[Records for pointing at named objects]
● ● ●

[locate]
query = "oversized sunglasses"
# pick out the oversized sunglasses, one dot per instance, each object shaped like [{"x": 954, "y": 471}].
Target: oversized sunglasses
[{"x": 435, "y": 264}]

● ● ●

§ WRITTEN REQUEST
Rewrite the records above, swapping every "sunglasses" for "eyeglasses" and changing nothing else.

§ RESULT
[locate]
query = "oversized eyeglasses"
# pick out the oversized eyeglasses, one dot per instance, each object shaped like [{"x": 954, "y": 471}].
Target: oversized eyeglasses
[{"x": 435, "y": 264}]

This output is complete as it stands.